**Job**
Copy exactly the run of lines that begins at the line with "Expected: the position of each instance of the small" and ends at the final line of the entries.

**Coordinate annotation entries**
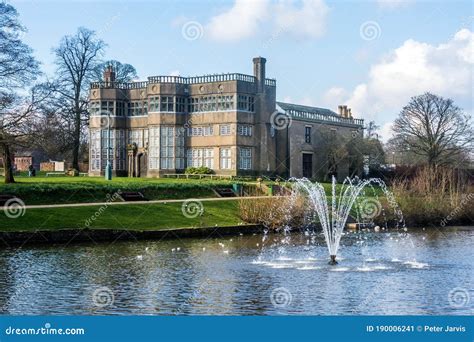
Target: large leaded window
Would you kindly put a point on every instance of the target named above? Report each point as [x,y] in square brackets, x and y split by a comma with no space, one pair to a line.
[198,157]
[180,149]
[120,108]
[136,136]
[245,130]
[120,150]
[224,129]
[245,158]
[154,103]
[138,108]
[94,108]
[107,108]
[225,158]
[167,104]
[154,148]
[246,103]
[181,104]
[95,149]
[167,147]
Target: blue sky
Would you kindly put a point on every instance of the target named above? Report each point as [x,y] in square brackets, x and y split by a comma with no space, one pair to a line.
[371,56]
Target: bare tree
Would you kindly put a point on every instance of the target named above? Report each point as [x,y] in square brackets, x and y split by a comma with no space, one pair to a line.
[434,128]
[123,72]
[17,124]
[18,69]
[77,58]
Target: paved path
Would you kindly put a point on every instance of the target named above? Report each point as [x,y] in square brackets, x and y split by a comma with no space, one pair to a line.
[42,206]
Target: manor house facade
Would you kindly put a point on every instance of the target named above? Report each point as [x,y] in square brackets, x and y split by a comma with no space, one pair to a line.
[230,123]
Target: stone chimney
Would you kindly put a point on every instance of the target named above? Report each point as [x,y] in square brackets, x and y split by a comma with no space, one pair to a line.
[340,109]
[259,73]
[344,111]
[109,74]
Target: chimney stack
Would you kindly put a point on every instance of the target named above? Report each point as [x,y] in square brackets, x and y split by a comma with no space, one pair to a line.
[259,73]
[109,74]
[340,109]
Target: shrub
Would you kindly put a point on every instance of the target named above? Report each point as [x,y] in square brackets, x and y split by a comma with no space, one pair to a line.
[435,196]
[274,212]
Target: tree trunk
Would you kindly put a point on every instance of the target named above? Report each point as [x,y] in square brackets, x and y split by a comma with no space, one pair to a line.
[7,163]
[77,140]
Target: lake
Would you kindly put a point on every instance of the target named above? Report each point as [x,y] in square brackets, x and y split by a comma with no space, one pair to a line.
[418,272]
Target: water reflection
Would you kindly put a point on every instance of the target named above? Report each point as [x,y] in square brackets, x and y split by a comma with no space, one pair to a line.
[379,273]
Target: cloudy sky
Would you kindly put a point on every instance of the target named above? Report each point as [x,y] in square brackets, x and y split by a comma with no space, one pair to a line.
[370,55]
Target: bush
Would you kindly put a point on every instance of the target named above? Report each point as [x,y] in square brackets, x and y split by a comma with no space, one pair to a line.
[274,212]
[202,170]
[435,196]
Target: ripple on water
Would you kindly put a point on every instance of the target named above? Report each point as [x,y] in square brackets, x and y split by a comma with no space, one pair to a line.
[416,264]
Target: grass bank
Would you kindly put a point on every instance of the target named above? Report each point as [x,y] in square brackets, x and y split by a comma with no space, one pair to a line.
[54,190]
[137,217]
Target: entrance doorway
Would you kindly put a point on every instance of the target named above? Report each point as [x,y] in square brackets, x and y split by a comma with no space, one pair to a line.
[308,165]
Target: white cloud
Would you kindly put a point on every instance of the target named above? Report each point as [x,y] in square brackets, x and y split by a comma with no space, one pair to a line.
[305,19]
[412,69]
[385,131]
[240,21]
[392,4]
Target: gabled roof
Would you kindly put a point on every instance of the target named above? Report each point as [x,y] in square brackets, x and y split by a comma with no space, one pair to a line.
[316,110]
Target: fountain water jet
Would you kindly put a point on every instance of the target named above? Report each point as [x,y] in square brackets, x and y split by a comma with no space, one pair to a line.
[333,218]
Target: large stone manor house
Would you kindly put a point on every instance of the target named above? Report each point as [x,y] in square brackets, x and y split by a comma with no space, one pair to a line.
[231,123]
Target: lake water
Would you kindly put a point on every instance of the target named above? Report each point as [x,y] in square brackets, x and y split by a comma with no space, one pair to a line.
[419,272]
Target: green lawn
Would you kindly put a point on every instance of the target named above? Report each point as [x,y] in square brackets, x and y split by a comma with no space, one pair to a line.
[52,190]
[126,216]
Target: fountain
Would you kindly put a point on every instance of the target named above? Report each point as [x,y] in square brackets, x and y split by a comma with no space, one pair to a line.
[333,218]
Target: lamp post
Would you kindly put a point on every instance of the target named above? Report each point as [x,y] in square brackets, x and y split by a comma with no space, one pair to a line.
[108,167]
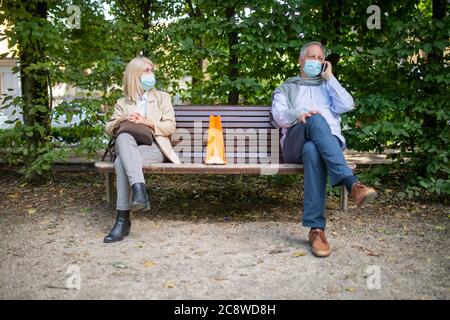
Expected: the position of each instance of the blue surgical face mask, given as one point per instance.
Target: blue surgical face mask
(148, 81)
(312, 68)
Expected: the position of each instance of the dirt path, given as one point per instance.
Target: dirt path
(201, 249)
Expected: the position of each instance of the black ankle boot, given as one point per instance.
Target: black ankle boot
(139, 197)
(121, 229)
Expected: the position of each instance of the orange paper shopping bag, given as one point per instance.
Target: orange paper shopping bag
(215, 150)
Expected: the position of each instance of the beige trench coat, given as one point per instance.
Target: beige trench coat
(159, 111)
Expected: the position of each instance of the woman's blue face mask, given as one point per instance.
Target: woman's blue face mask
(148, 81)
(312, 68)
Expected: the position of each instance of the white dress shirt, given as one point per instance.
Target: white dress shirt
(329, 98)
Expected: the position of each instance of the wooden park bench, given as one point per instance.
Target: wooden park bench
(251, 146)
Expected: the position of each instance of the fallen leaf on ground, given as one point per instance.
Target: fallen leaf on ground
(297, 254)
(149, 264)
(119, 265)
(274, 251)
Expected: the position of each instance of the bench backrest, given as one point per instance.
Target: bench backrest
(249, 133)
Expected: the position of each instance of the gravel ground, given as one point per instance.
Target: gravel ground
(194, 247)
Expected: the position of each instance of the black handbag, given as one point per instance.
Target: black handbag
(140, 132)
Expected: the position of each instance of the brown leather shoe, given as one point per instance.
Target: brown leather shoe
(362, 194)
(319, 244)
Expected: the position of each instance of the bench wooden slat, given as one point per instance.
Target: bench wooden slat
(232, 118)
(220, 108)
(222, 113)
(230, 125)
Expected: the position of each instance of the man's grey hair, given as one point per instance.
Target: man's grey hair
(309, 44)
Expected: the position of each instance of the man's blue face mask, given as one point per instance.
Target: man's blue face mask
(312, 68)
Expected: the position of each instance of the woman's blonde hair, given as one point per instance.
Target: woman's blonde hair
(131, 77)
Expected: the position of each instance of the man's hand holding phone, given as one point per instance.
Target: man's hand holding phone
(326, 70)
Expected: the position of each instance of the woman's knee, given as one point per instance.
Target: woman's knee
(310, 151)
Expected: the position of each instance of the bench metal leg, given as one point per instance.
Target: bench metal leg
(109, 189)
(344, 198)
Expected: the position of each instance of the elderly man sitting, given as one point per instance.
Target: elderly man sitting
(307, 108)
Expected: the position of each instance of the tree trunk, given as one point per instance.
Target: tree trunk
(233, 71)
(331, 15)
(197, 71)
(35, 83)
(436, 56)
(146, 21)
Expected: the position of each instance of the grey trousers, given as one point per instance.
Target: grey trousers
(128, 165)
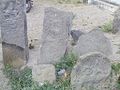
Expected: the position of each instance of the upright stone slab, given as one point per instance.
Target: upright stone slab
(14, 32)
(4, 81)
(94, 41)
(92, 72)
(116, 22)
(57, 25)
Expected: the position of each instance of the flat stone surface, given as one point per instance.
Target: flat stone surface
(4, 81)
(44, 72)
(94, 41)
(57, 25)
(91, 70)
(14, 31)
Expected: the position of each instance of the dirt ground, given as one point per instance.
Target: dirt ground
(87, 17)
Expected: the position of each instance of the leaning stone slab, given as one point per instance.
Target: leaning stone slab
(116, 22)
(91, 72)
(57, 25)
(94, 41)
(44, 72)
(14, 31)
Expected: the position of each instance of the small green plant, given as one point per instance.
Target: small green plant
(116, 68)
(18, 79)
(67, 62)
(116, 71)
(107, 27)
(22, 80)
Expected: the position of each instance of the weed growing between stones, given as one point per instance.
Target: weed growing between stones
(22, 80)
(18, 79)
(116, 71)
(107, 27)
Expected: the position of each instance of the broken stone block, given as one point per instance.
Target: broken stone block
(91, 72)
(57, 25)
(14, 32)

**Worked solution**
Expected: the position of each instance of the small green plant, given as one point per instance.
Target: small green plant
(116, 68)
(18, 79)
(67, 62)
(116, 71)
(107, 27)
(22, 80)
Expected: the position of each instance of the weed growing between stones, given as one point per instance.
Target: weed growing between stones
(22, 80)
(18, 79)
(116, 71)
(107, 27)
Expected: the position of each instance of the broken stone block, given as one point per instance.
Target: broken stone block
(91, 72)
(57, 25)
(14, 32)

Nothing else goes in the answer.